Exercise inputs below:

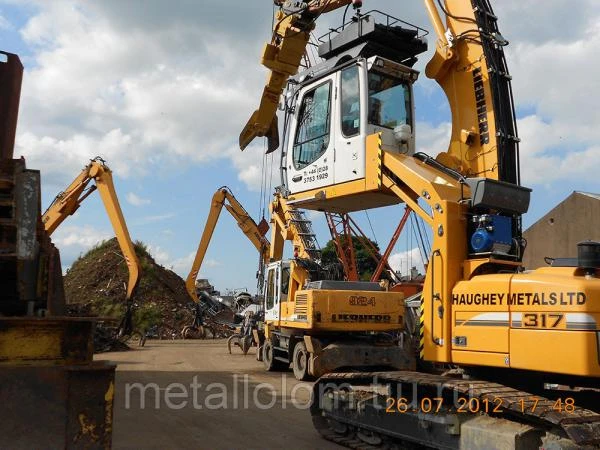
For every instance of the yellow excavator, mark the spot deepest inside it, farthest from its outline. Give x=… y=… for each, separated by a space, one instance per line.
x=313 y=343
x=68 y=201
x=223 y=197
x=488 y=338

End of Exercise inputs.

Keep the pictures out and print all the records exactly as they are.

▶ _Solved problem_:
For every instance of the yellow excavator, mark the spot deepest inside it, farthest from its outline. Give x=… y=… for each, separated by a space, one instance per line.
x=313 y=343
x=68 y=201
x=223 y=197
x=488 y=338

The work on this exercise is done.